The problem
Extract every record, keeping each one exactly as it is.

Task inputs
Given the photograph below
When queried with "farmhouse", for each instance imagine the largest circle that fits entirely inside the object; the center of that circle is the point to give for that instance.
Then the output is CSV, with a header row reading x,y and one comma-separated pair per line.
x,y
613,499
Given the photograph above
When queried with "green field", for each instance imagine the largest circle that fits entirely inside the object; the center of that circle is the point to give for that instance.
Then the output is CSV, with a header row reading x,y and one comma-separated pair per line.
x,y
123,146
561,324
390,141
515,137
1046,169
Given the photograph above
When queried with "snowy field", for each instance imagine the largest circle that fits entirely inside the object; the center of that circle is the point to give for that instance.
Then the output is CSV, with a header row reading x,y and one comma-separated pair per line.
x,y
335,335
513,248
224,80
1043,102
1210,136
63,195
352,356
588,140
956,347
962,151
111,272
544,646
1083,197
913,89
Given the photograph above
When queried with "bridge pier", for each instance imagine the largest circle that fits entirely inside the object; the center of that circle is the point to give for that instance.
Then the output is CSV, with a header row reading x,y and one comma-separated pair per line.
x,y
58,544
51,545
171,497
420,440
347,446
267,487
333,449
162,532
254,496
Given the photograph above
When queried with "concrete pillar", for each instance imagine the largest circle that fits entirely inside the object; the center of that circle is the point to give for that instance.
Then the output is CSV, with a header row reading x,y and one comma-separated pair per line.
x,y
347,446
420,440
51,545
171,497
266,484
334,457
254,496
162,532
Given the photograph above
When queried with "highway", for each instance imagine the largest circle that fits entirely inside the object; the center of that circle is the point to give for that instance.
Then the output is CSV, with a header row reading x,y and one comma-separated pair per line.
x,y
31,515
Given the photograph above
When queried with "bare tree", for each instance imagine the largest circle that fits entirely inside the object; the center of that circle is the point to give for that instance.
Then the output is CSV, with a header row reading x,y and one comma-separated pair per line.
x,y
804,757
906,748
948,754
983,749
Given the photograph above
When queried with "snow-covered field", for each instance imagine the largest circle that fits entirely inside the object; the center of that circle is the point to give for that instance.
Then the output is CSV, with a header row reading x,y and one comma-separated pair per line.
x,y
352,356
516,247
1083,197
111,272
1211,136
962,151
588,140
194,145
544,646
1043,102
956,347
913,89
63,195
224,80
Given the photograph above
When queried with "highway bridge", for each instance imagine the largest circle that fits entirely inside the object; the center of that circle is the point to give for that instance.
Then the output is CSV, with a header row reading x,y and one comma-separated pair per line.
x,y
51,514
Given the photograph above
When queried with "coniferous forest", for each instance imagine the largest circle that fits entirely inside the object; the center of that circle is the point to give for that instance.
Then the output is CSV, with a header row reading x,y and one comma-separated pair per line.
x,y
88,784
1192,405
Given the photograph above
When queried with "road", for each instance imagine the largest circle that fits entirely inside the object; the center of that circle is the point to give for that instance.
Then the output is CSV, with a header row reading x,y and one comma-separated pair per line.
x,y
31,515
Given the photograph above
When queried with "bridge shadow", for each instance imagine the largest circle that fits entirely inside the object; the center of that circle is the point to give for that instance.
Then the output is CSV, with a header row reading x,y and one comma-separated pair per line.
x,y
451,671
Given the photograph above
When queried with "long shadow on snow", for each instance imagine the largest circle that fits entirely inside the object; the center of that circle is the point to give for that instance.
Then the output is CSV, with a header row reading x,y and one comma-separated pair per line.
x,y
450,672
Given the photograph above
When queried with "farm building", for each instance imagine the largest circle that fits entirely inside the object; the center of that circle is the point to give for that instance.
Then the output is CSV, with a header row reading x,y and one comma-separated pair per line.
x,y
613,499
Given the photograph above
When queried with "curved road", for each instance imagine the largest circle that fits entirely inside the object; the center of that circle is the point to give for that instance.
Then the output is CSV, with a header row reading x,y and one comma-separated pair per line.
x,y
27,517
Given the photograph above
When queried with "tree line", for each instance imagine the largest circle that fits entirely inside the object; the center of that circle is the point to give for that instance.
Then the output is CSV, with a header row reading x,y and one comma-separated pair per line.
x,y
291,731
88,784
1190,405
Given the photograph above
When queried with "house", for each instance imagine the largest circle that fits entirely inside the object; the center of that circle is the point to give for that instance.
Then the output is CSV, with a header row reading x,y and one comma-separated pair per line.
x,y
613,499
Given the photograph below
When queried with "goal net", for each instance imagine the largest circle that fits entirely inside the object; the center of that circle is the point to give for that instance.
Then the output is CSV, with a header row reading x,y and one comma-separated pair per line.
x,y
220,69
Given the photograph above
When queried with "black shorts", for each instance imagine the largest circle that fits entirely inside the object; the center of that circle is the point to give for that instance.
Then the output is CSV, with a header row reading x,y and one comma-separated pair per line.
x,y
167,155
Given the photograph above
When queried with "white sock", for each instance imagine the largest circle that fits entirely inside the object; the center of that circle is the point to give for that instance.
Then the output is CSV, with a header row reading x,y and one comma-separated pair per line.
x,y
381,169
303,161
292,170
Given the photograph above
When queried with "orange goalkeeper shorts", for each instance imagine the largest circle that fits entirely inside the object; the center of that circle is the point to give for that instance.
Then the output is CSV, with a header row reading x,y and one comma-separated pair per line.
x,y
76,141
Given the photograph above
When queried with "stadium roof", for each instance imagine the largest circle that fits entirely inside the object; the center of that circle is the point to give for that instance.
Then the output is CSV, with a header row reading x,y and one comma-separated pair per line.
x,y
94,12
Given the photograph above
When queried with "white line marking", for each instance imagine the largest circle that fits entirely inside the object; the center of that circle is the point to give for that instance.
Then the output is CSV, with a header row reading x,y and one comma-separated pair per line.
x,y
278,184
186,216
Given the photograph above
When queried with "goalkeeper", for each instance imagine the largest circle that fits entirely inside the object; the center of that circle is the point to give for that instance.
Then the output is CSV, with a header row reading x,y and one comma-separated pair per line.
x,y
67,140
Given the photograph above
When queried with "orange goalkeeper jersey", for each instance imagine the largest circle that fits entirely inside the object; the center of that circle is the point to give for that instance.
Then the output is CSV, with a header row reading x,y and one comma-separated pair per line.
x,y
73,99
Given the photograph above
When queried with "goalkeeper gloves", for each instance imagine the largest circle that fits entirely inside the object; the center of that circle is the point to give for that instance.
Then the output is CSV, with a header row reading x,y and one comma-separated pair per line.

Exercise answer
Given the photograph below
When queried with "farmhouse", for each instance imagine the largest circle that fits entirely inside the object; the center of that circle is the point to give for that instance.
Then the output is CSV, with a header row reading x,y and one comma-separated pair per line.
x,y
613,499
Given the photograph above
When queried with "green field", for each instance imagine the largest circle that fits entirely inside the object; the center of that circle is the point to give for that instance.
Then the output is CSV, with a header row reading x,y and one comma-separated pair per line.
x,y
123,146
561,324
390,141
515,137
1046,169
Given the photograph above
When queried with "snowy field", for each instance imagine the largest circle that fits entirely inside the object; the center of that circle is the point to give for that instance.
Then the output is CSV, with a header row reading x,y and one comma-separated pair per line.
x,y
335,335
513,248
224,80
1043,102
1210,136
63,195
352,356
588,140
956,347
962,151
111,272
544,646
1083,197
913,89
Given the photograph above
When queried with "bridge pier", for each instance imagine the largest circle that fits entirely inside the object; the center of that circle is the point to give for that instance.
Then the output is CSV, with a header row reading x,y and one comma-separated pair per line.
x,y
58,544
51,545
171,497
420,440
347,446
267,487
333,449
162,532
254,496
Given the photograph above
When queried with "concrete pillar", for each instance imagine the largest circle that fits entirely inside the object; the center of that circle is the point to give for that instance.
Then the output is CSV, with a header row reading x,y and one comma-separated pair per line.
x,y
347,446
420,440
51,545
171,497
266,484
334,457
254,496
162,532
Given the photograph above
When queried with "highway", for each instance imagine the largest circle that fits entirely inside the object; the center of that circle is the point to give for that instance.
Then the output is CSV, with a header row reading x,y and one comma-separated pair per line.
x,y
31,515
Given the photograph above
When queried with "bare tree", for each instance imagine the largest circle that fits entirely inside the object; the center of that circle is the point to give for that instance.
Then the output is CSV, with a header row reading x,y and one comma-separated pair per line.
x,y
804,757
906,748
948,754
983,749
Given the photograph above
When queried with "snow-covered field", for each instance imagine the largest circle that fits entirely inside the object; the center of that circle is the point to give for that instance.
Then the output is CSV, with a header row reading x,y and one comma-separated pair per line.
x,y
352,356
516,247
1083,197
111,272
1211,136
962,151
588,140
194,145
544,646
1043,102
956,347
913,89
63,195
224,80
Given the photograph above
When queried with "highway bridge", for each instance imagine the largest circle that fits entirely inside the object; the center of that circle is the point to give for that instance.
Then the output is CSV, with a header row reading x,y and one comma-separated pair per line.
x,y
51,514
Given the photograph above
When queried with "coniferous forest", for each instance imagine the largest circle that fits entirely inside the object; the center of that circle is the point to give for that instance.
Then the output is CSV, with a header row reading x,y and one comma-separated pair per line.
x,y
88,784
1192,405
Given the photograph above
When queried with "road", for each instance imagine the largest circle that fits entirely inside the object; the center of that circle is the point to give for that instance.
Then the output is CSV, with a header row reading x,y and one comma-separated pair per line.
x,y
31,515
Given the photograph above
When queried with "bridge shadow", for each instance imagine the largest circle that fits entirely inside the object; the center of that circle is the point to give for that instance.
Then the output is CSV, with a header row reading x,y and one comma-separated pair per line.
x,y
451,671
Given the photograph above
When queried with "long shadow on snow", for each instance imagine the largest circle that fits entirely inside the object; the center of that circle is the point to give for that instance.
Then the output is CSV, with a header row reading x,y and one comma-separated pair per line.
x,y
450,672
Given the photograph above
When queried with "farm building", for each instance imagine the largest circle that fits entirely inside the object; the center of that circle is the point to give for that instance.
Then the output is CSV, with a header row reading x,y and one comma-separated pair per line.
x,y
613,499
Given the photograph above
When queried with "curved road", for each instance imagine the largest circle that fits entirely inside the object; the center of that circle is the point to give for that instance.
Then the output is CSV, with a header row reading x,y and one comma-separated pair per line.
x,y
27,517
Given the photograph above
When queried with "tree line", for each instance imagine the largest circle that fits entirely inside the object; the center of that circle is the point to give for that instance.
Then the output is CSV, with a header row reading x,y and one comma-separated pair per line.
x,y
291,731
88,784
1190,405
Given the photograph above
When queried with "house", for each instance imagine the largest circle that fits entirely inside the object; the center of that circle is the point to give for that instance.
Then the output is CSV, with a header row reading x,y and one comma-separated pair per line.
x,y
613,499
Given the photograph below
When queried with "goal net", for each instance imagine the largest circle that fits entirely inside the object; the center of that circle is the point to give for that instance.
Then the output is CSV, with a header row reading x,y and one comma-separated pair per line.
x,y
220,69
Given the photograph above
When queried with "black shorts", for each instance imagine the largest circle that fits entirely inside the object; the center of that circle is the point to give for that instance.
Then the output is CSV, with a header row reading x,y and one comma-separated pair per line.
x,y
167,155
Given the photograph above
When queried with "white sock", for each instance imagine the largest circle that fits entirely inside the object; the center of that circle is the point to give for that instance.
Then the output is CSV, with a header row reading x,y and one comma-separated pair per line.
x,y
381,169
303,161
292,170
Given the photograph above
When queried with "orange goalkeeper shorts", for each instance imagine the largest circle that fits entirely inside the object; the center of that circle is the point to give for that instance.
Then the output is CSV, with a header row reading x,y and one comma-separated pair per line.
x,y
76,141
Given the photograph above
When queried with "stadium roof", for each instance imagine the largest circle that fits entirely inside the object; the center of that circle is the point to give for that instance.
Then the output is CSV, with a header row reading x,y and one comma-separated pair per line.
x,y
94,12
Given the photograph above
When queried with "white line marking", for each instance imagine the largest circle that fits entirely inside the object; the center of that circle is the point to give for that instance.
Then the output is CSV, with a header row reading x,y and one comma-separated pair per line.
x,y
278,184
186,216
Given the photograph above
When queried with "goalkeeper", for each instance imagine the largest circle that fits entirely inside the object; the center of that circle is the point to give for that instance.
Then the output is CSV, with a header row reading x,y and one comma-separated pair per line.
x,y
67,140
Given the photograph above
When queried with "orange goalkeeper jersey", for each instance imagine the largest circle that fits entirely inside the object; the center of that circle is the point to give for that instance.
Then the output is CSV, with a header row reading x,y and one comma-separated pair per line.
x,y
73,99
Given the photograph above
When queried with "goalkeeper gloves", for each instance imagine the largest circle that fits entirely inside the object; the center of that circle is the point to give for that instance.
Then the output is CSV, with a header row reading x,y and one comma-separated pair per line.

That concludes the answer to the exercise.